PROVIDED PASSAGE —
--

The wild card may be the consumer market.  It is a market where tens of millions of dollars are required to establish brand recognition; where sellers continue to emphasize appearance, price, and superficial performance above all other characteristics; where consumers say one thing and buy another (many more profess to buying green than actually do so); where service providers like hoteliers fear to do anything to compromise what they call guest satisfaction.  Yet, if everything aligns correctly, the consumer market can much more quickly make changes for the better.  In fact, let us declare for once and all that no green product should perform less well than comparable leading brands if the green products movement is to take hold.  The reason the hybrid car is selling is not just that it is environmentally preferable but also that it saves on fuel and drives well.  Nor can we expect consumers to pay more for green products out of altruism or abstract concerns.  That might be the exciting result of large retailers promoting green products:  they can control costs in the supply chain by creating the needed economies of scale.

If industry makes green products that perform as well and are price-competitive, is the battle won?  Perhaps – if we know for sure which products are green.  And that is where we come back to environmental standards, certification, and labeling programs.  Independent, credible groups like Green Seal are striving to provide the technical and evaluative framework for the greening of the economy.  The time is growing more ripe – and more urgent – for both consumers and institutions to embrace this framework.

Arthur B. Weissman, Ph.D. is President and CEO of Green Seal, Inc.

One Response to “Promoting Green Products and Services: Cure for Asthma and Global Warming?”

  1. Tom Swarr Says:
    Congratulations on the great work being done by green Seal. I think there is clearly a demand for credible rating systems for environmentally preferrable products. But as much as I am an advocate for sustainable product development, i do get a bit nervous about using science to determine the right purchasing choice. I go back an forth between green ratings that are basically like the UL certification for electrical safety. This product meets the basic requirements for environmental safety and you can purchase this wuith a clear conscience. On the other hand, a rating system that tries to differentiate all products might be more effective in promoting continuous improvement. Your thoughts?

--

LISTED RECORDS —
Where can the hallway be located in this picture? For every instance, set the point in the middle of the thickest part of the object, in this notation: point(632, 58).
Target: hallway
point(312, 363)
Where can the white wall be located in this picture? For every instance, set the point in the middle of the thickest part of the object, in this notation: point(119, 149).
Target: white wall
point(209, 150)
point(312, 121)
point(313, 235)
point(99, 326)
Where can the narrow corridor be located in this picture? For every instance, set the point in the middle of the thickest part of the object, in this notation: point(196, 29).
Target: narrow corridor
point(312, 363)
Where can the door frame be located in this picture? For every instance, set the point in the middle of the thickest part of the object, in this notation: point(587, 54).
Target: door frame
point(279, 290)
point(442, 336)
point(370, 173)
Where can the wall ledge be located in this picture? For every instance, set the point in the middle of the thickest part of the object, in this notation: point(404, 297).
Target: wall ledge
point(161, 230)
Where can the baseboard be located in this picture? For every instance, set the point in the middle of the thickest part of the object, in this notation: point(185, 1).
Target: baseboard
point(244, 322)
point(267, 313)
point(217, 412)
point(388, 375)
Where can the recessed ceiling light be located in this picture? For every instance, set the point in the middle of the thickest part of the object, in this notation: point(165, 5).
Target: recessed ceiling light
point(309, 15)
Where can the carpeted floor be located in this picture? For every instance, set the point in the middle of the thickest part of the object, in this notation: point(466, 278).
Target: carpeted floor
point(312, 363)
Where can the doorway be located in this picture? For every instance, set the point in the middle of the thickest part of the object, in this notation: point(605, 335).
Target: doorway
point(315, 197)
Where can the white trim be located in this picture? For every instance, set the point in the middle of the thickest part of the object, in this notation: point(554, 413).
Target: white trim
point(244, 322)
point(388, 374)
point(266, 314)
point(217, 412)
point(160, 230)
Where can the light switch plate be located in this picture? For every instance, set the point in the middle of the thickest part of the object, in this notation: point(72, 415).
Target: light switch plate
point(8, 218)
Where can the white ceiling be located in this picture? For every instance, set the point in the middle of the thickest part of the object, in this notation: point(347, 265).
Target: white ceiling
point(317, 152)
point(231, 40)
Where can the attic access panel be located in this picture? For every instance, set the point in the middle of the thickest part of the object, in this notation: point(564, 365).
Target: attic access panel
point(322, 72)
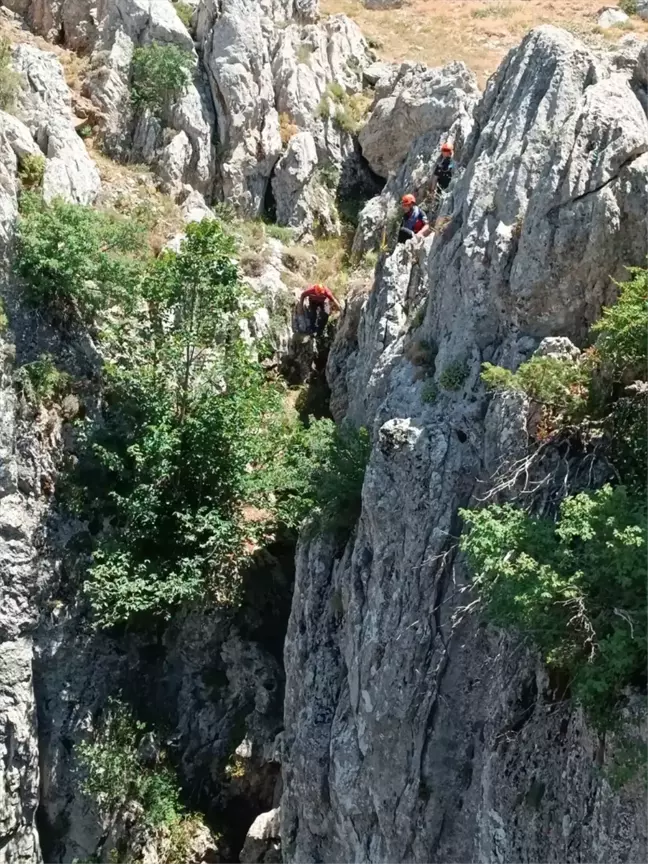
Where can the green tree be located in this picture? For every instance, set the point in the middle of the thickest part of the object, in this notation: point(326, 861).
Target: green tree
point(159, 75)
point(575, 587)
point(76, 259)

--

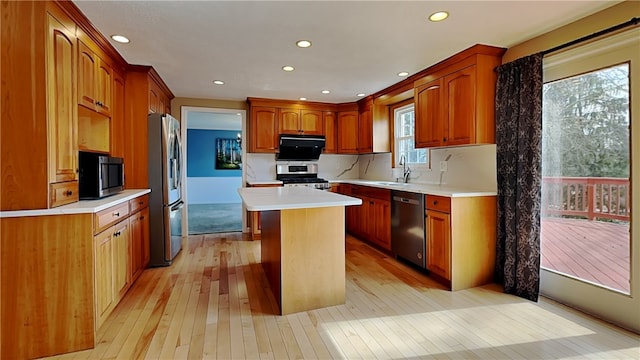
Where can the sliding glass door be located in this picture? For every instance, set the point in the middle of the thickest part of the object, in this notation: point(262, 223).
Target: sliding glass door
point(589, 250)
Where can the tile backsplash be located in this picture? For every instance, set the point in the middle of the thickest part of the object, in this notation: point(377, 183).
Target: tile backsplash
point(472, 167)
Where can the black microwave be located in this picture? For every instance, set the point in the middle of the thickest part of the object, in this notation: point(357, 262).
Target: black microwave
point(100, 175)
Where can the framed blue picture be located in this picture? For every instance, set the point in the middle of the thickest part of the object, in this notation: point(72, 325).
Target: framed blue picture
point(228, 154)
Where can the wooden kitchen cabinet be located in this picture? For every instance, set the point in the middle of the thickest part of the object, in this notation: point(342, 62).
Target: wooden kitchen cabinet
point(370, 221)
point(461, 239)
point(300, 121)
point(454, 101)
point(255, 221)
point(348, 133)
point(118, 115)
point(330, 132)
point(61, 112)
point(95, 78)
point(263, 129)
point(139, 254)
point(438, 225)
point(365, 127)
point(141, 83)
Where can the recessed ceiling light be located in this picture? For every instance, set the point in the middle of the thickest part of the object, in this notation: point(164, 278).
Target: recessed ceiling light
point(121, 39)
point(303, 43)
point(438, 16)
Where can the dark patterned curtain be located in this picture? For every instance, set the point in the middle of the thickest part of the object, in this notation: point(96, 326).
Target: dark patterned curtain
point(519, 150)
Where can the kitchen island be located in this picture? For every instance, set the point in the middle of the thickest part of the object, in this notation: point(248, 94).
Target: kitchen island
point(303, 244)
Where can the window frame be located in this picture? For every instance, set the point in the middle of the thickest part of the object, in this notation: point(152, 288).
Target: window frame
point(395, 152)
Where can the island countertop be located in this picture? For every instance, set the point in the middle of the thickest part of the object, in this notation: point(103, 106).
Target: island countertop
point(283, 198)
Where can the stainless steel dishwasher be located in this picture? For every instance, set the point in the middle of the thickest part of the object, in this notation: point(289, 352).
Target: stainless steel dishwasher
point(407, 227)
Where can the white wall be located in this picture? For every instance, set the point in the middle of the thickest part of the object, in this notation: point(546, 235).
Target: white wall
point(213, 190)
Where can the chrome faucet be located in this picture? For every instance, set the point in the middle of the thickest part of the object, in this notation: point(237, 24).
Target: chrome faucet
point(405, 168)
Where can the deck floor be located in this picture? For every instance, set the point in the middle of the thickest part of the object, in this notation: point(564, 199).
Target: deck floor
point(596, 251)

--

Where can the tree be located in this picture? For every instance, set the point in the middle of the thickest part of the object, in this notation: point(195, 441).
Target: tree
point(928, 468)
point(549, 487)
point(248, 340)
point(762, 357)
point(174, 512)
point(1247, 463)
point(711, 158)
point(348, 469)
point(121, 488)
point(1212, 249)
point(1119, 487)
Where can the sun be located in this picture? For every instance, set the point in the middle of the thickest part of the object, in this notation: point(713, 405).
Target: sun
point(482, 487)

--

According to the passage on promoting green products, why is the hybrid car selling?

It is environmentally preferable, and it also saves on fuel and drives well.